**Texto fornecido**
+-------+

A prevalência do conceito, por exemplo, tem vindo à tona nos casos em que se conteste a paternidade registral, quer pelo suposto pai, quer pelo filho registrado. Nesse sentido, quem registra outrem como seu filho pode, posteriormente, reconhecer tê-lo feito por erro, de modo a se lhe dar o direito de buscar a anulação do registro. Todavia, o questionamento não se tem como procedente se, apesar do erro, criou-se um vínculo afetivo que acaba superando o biológico inexistente (Entre outros: AgInt nos EDcl no REsp 1.784.726, rel. Luís Felipe Salomão). De outro lado, não se nega o direito à verdade a qualquer pessoa, de modo a se fazer possível a filho buscar o reconhecimento de paternidade em relação ao seu verdadeiro genitor. Reconheceu-se, porém, que essa anulação do ato por erro pode ser feita, desde que não tenha sido estabelecido um vínculo socioafetivo (Assim, REsp 1.698.716, rel. Nancy Andrighi). Verifica-se, diante da importância que se confere a esse vínculo afetivo aquilo que João Batista Vilela denomina de "desbiologização da paternidade". Não se nega a importância do vínculo biológico, mas ele pode esmaecer-se na medida em que o coração fale mais alto.

A riqueza do instituto, porém, vem de ser maculada pelo crescente número de ações post mortem intentadas pelo pretenso filho afetivo em face do espólio de seu pranteado e querido pai, como certamente diria com lágrimas nos olhos o novel pretenso órfão. Postulações neste sentido transpiram oportunismo. A busca da paternidade afetiva não se pode transformar numa mesquinha caça de patrimônio, que se mostra na maioria dessas ações, tanto que a inicial já traz pretensão de herança, antecipando o autor o que efetivamente lhe interessa. Demandas voltadas a tanto pecam até pela ilegitimidade, pois são promovidas pelo pretendente a filho, que se arvora em conhecedor da alma do falecido e diz que ele pretendia fosse o demandante seu filho. Nesse sentido, já houve decisão de primeiro grau indeferindo liminarmente a inicial por falta de legitimidade do autor (Processo nº 1013476-58.2018.8.26.0002, juíza Analuísa Livorati Oliva de Biasi Pereira da Silva), embora tenha sido a sentença reformada para que se enfrentasse o mérito.

+-------+

**Entradas apresentadas**

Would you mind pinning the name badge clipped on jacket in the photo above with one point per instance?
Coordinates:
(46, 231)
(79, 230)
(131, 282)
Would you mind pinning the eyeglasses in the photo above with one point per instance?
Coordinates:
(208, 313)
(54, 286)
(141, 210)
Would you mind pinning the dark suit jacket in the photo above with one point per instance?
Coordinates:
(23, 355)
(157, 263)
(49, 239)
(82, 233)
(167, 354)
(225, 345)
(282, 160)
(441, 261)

+-------+

**Explore o material**
1. Responda às perguntas sobre o texto sobre paternidade afetiva:
(a) Quem é citado como autor da expressão "desbiologização da paternidade"?
(b) Em que situação o questionamento do registro feito por erro não é considerado procedente?
(c) Por que razão a decisão de primeiro grau indeferiu liminarmente a inicial?
2. Prossiga com o texto sobre paternidade afetiva a partir do ponto em que ele termina.
As entradas não têm relação com o texto sobre paternidade afetiva.

**Respostas por item**
1.
(a) João Batista Vilela.
(b) Quando, apesar do erro, criou-se um vínculo afetivo que acaba superando o biológico inexistente.
(c) Por falta de legitimidade do autor.

2.
Se não se faz possível de antemão negar a possibilidade de postular o reconhecimento, é certo que é imprescindível que se demonstre a vontade clara e inequívoca do pretenso pai, como colocado por Marco Aurélio Bellizze, o que não pode ser extraído de atos de caridade. Nessa linha, já se negou o reconhecimento a partir da existência de dependência econômica (Apelação nº 1003029-38.2017.8.26.0360, relator Carlos Alberto de Salles), que não é incomum existir entre o enteado e o companheiro de sua mãe. Da mesma forma, também não se aceitou o fato de ter o pretendente sido criado por um parente, na medida em que não se demonstrou que a afetividade transpunha o natural carinho entre tio e sobrinho, avós e neto, primos etc., pois mais do que isso seria necessário (Apelação cível nº 10000051-41.2019.8.26.0547). Já se pressentiu uma conduta maliciosa no fato de se buscar o reconhecimento por apenas um dos parentes, exatamente o que deixou bens, quando fora criado por um casal.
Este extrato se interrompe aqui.